▶ [Задание A]
Объясни, почему, согласно тексту о Григорьеве, он так и не стал монахом Афонского монастыря.

▶ [Документ]
===============

Из общественных групп Григорьева еще в конце 50-х гг. больше, чем все другие, привлекал круг Герцена-Огарева: "Веры, веры нет в торжество своей мысли, да и черт ее знает теперь, эту мысль. По крайней мере, я сам не знаю ее пределов. Знаю себя только отрицательно. Знаю, например, что мысль моя мало мирится хоть с мыслью Максима (т. е. Стеньки Разина или Емельки Пугачева), так же мало с слепым и отвергающим все артистическое социализмом Ч, с таким же тупым и безносым, да вдобавок еще начиненным всякой поповщиной социализмом славянофилов. Всего больше с мыслию Г". {Письмо к Е. С. Протопоповой от 26 января 1859 г. - Материалы, с. 239. Максим - Афанасьев, знакомый Григорьева, проповедовавший революционные принципы.}

Позднее, в начале 60-х гг., Григорьев сблизился с кругом Ф. М. Достоевского, вместе с ним создавал идеи "почвенничества", идеи синтеза патриархальности и европейской культуры, но Григорьев был настолько своеобразным и "строптивым", что и в близких ему кругах всюду находил чуждое, отталкивающее. В Герцене Григорьеву "претил" атеизм, в Достоевском черты "западничества", и т. д. Что же делать? В статье о "Горе от ума" (1862) Григорьев именно так и поставил вопрос: что же делать благородному человеку в условиях чужого мира, тем более - в условиях "темного царства"? И дал очень унылый ответ: "...герой или гибнет трагически, или попадает в комическое положение". {Время, 1862, Э 8, с. 50.} Поэтому и личные прогнозы Григорьева были достаточно драматичны: вначале - "Афонская гора или виселица", {Письмо к Е. С. Протопоповой от 19 марта 1858 г. - Материалы, с. 230.} затем - "либо в петлю, либо в Лондон, либо _что-нибудь_ делать". {Письмо к М. П. Погодину от 28 сентября 1860 г. - Егоров, с. 345.} Живая, энергическая натура не позволила Григорьеву превратиться в монаха Афонского монастыря; многие обстоятельства, внутренние и внешние, мешали переезду к Герцену в Лондон; петлю на себе он затягивал медленно, но верно бурными излишествами жизни, а "что-нибудь делать" ему было не так-то легко в России. Вот эта социально-мировоззренческая безысходность, ощущение черты, края жизни и могли стимулировать, подталкивать писателя на создание мемуаров.

===============

▶ [Материалы упражнения]

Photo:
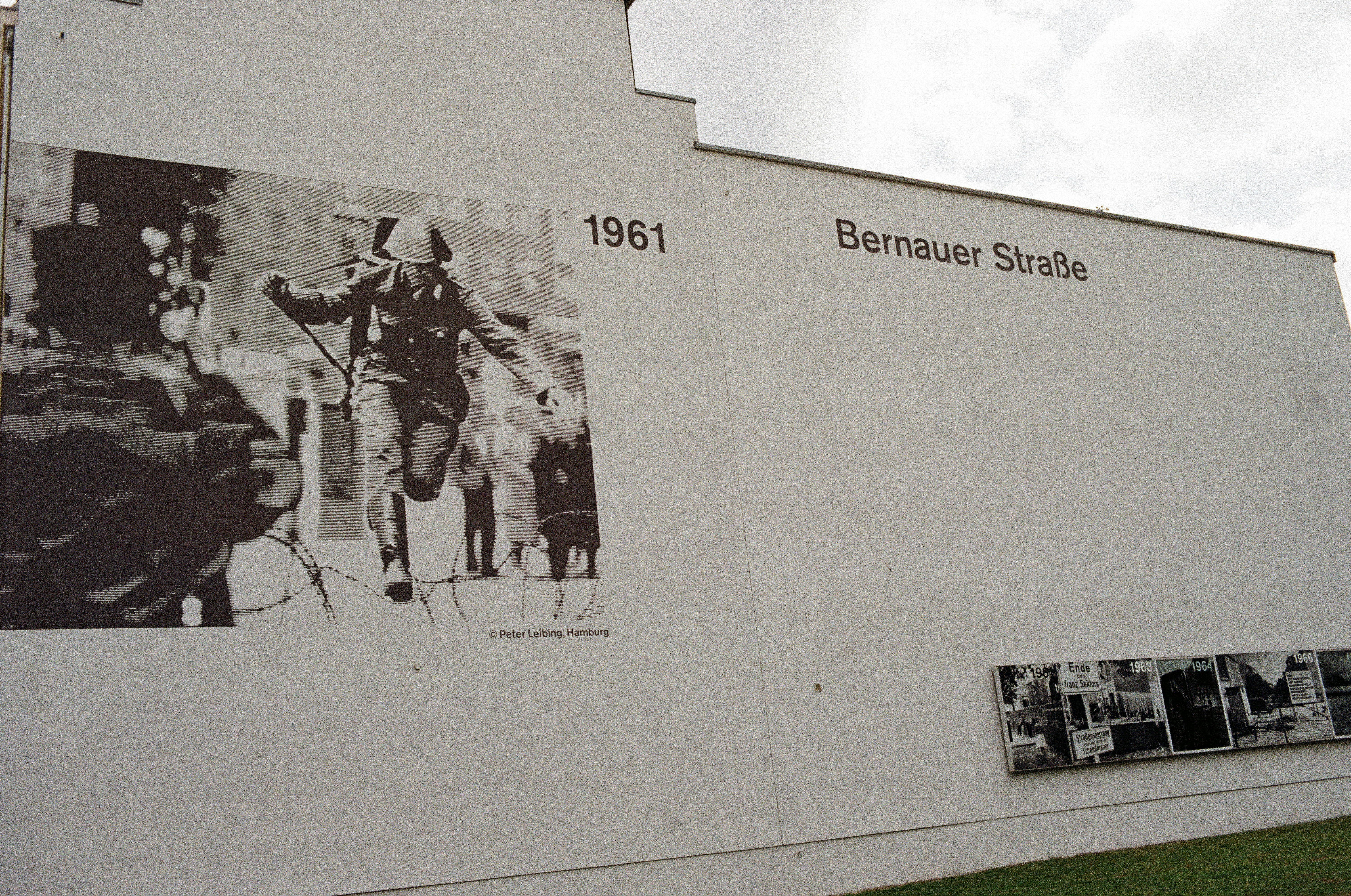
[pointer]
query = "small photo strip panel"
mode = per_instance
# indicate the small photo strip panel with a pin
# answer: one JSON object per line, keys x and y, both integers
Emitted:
{"x": 1335, "y": 675}
{"x": 1133, "y": 710}
{"x": 1085, "y": 722}
{"x": 1034, "y": 717}
{"x": 1194, "y": 705}
{"x": 1275, "y": 698}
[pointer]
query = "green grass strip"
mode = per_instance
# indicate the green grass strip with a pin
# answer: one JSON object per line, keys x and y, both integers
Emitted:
{"x": 1298, "y": 860}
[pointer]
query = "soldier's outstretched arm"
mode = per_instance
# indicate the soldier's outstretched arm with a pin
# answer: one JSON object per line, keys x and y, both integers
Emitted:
{"x": 504, "y": 345}
{"x": 308, "y": 306}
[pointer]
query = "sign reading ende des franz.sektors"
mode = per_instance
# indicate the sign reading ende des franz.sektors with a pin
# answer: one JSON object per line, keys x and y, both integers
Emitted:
{"x": 1080, "y": 678}
{"x": 1008, "y": 259}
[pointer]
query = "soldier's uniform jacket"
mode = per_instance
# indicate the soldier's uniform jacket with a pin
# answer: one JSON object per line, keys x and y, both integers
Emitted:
{"x": 407, "y": 322}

===============

▶ [Задание B]
Выведи все строки из материалов упражнения, а не из текста о Григорьеве, в виде нумерованного списка, пропустив пустые строки. Изображения в ответ не включай.

▶ [Правильный ответ A]
Этого не позволила его живая, энергическая натура.

▶ [Правильный ответ B]
1. Photo:
2. [pointer]
3. query = "small photo strip panel"
4. mode = per_instance
5. # indicate the small photo strip panel with a pin
6. # answer: one JSON object per line, keys x and y, both integers
7. Emitted:
8. {"x": 1335, "y": 675}
9. {"x": 1133, "y": 710}
10. {"x": 1085, "y": 722}
11. {"x": 1034, "y": 717}
12. {"x": 1194, "y": 705}
13. {"x": 1275, "y": 698}
14. [pointer]
15. query = "green grass strip"
16. mode = per_instance
17. # indicate the green grass strip with a pin
18. # answer: one JSON object per line, keys x and y, both integers
19. Emitted:
20. {"x": 1298, "y": 860}
21. [pointer]
22. query = "soldier's outstretched arm"
23. mode = per_instance
24. # indicate the soldier's outstretched arm with a pin
25. # answer: one JSON object per line, keys x and y, both integers
26. Emitted:
27. {"x": 504, "y": 345}
28. {"x": 308, "y": 306}
29. [pointer]
30. query = "sign reading ende des franz.sektors"
31. mode = per_instance
32. # indicate the sign reading ende des franz.sektors with a pin
33. # answer: one JSON object per line, keys x and y, both integers
34. Emitted:
35. {"x": 1080, "y": 678}
36. {"x": 1008, "y": 259}
37. [pointer]
38. query = "soldier's uniform jacket"
39. mode = per_instance
40. # indicate the soldier's uniform jacket with a pin
41. # answer: one JSON object per line, keys x and y, both integers
42. Emitted:
43. {"x": 407, "y": 322}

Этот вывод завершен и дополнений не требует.